▶ _STATED TASK A_: Name every city where the commentary on Spain's bailout places the stunned audience.

— START OF DOCUMENT SECTION —

Federico Garcia Lorka’s 1932 play The Blood Wedding (Bodas de Sangre) focused on a wedding that, in the end, never took place. It symbolised the long shadow cast by a hidden crime upon the nation’s dallying with the prospect of deliverance. It also foreshadowed the tragic events that consumed, not just the playwright, but the whole nation, only a few short years later (as captured in Picasso’s Guernica better than by any historian’s pen). Today, we have another Bodas de Sangre in the making. A postmodern version. All of the tragedy’s elements are here, except for the splendid prose and poetry of a Lorka. Instead, we have inanities from Mr Rajoy, from Brussels and from Frankfurt. Meanwhile, a stunned audience in Madrid, in Dublin, in Barcelona, in Cork, in Paris, Athens and Rome are watching, listening, eager for some ray of hope. To no avail. For there is none.
Spain treading on Ireland’s shaky footsteps
Spain’s pain is not novel. It is a carbon copy of Ireland’s. A period of ponzi growth was occasioned by money-capital fleeing the metropoles of financialised capitalism, toward places like Spain and Ireland, in search of higher returns. It found its lucrative returns in a bubble created in the real estate business, aided and abetted by local banks, developers, politicians. Then, Wall Street came crashing down, capital fled (as is its wont at times of financial implosion) and the losses of the banks were passed on to states (the Spanish and Irish governments) which had been, interestingly, running a very tight ship for some time before the Crash. The change in political personnel made little difference. No state, however tightly or austerely is run, can survive (a) once mountains of losses are deposited on it, and (b) when it has no Central Bank of its own to help it remain afloat.
Just like Ireland’s government almost two years ago, so Spain’s now went through the same emotional cycle. First, they refused to accept that the state and the ‘national’ banks were embraced in deadly embrace that condemned both to insolvency. Denial caused angry rejections of the notion that the country would seek EU assistance. However, frustration was bound to follow the realisation that no other avenue was open to them. And, lastly, the bailout was announced in almost triumphant terms – as the road to national recovery and a demonstration of the wonders of European solidarity.
Tragically, of course, Spain’s ‘bailout’, exactly like Ireland’s, will achieve none of that. All that has happened is that proud nations like Ireland and Spain have now joined Greece and Portugal in the Workhouse that is the EFSF-ESM; the Temple of Ponzi Austerity. Structured as a giant CDO, the whole edifice is spearheading the disintegration of the Eurozone, with untold costs for the whole of Europe. If Greece was the canary in the mine, and Ireland the harbinger of a systemic Eurozone-wide crisis, Spain is the portend that Europe’s Reverse Alchemy has now began, dissolving the fabric of countries that, unlike Ireland, are too large to ignore.

— END OF DOCUMENT SECTION —

▶ _STATED TASK B_: Rescale the entries between the line holding "Query: front door" and the end of the entries, inclusive. Write out every line again, requests included, with each point coordinate multiplied by 1.3 and rounded to a whole number, halves rounded up.

— START OF ENTRIES SUPPLIED —

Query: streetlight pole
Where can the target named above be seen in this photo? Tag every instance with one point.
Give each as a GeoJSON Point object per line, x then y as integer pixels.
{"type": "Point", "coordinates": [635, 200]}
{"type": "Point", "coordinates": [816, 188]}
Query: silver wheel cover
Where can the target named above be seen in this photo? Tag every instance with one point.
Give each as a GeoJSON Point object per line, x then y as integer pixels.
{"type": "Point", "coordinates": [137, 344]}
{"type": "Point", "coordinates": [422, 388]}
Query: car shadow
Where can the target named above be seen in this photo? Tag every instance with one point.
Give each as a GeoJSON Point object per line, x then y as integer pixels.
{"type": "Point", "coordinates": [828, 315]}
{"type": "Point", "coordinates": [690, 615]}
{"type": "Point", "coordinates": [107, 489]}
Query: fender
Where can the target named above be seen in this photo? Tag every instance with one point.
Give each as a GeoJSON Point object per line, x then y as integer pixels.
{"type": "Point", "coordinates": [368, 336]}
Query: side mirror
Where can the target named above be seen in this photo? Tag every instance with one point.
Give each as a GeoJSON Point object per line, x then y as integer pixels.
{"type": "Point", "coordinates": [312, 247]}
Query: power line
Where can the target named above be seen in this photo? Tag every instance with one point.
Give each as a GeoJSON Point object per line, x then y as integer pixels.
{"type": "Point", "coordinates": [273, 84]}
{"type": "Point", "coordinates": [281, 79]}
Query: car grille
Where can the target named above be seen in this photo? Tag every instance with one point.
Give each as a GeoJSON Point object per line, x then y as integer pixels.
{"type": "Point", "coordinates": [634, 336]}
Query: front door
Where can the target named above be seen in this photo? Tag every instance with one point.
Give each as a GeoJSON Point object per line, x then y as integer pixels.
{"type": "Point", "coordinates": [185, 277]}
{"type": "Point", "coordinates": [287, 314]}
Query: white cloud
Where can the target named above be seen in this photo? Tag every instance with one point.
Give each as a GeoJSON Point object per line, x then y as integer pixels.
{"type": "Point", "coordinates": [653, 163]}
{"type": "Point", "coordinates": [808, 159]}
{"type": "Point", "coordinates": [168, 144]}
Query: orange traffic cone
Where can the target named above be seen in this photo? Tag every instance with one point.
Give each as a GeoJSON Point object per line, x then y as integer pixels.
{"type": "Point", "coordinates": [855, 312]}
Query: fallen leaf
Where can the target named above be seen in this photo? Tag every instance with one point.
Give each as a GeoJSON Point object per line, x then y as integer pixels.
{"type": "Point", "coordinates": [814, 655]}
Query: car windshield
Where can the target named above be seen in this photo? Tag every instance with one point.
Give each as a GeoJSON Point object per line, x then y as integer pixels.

— END OF ENTRIES SUPPLIED —

▶ _TASK RESULT A_: Madrid, Dublin, Barcelona, Cork, Paris, Athens, Rome

▶ _TASK RESULT B_:
Query: front door
Where can the target named above be seen in this photo? Tag every instance with one point.
Give each as a GeoJSON Point object per line, x then y as integer pixels.
{"type": "Point", "coordinates": [241, 360]}
{"type": "Point", "coordinates": [373, 408]}
Query: white cloud
Where can the target named above be seen in this photo? Tag every instance with one point.
Give each as a GeoJSON Point object per line, x then y as integer pixels.
{"type": "Point", "coordinates": [849, 212]}
{"type": "Point", "coordinates": [1050, 207]}
{"type": "Point", "coordinates": [218, 187]}
Query: orange traffic cone
Where can the target named above be seen in this photo? Tag every instance with one point.
Give each as a GeoJSON Point object per line, x then y as integer pixels.
{"type": "Point", "coordinates": [1112, 406]}
Query: fallen leaf
Where can the target named above be seen in this photo? Tag every instance with one point.
Give each as a GeoJSON Point object per line, x then y as integer pixels.
{"type": "Point", "coordinates": [1058, 852]}
Query: car windshield
Where can the target named above be seen in this photo? Tag every instance with one point.
Give each as a GeoJSON Point object per line, x then y as integer pixels.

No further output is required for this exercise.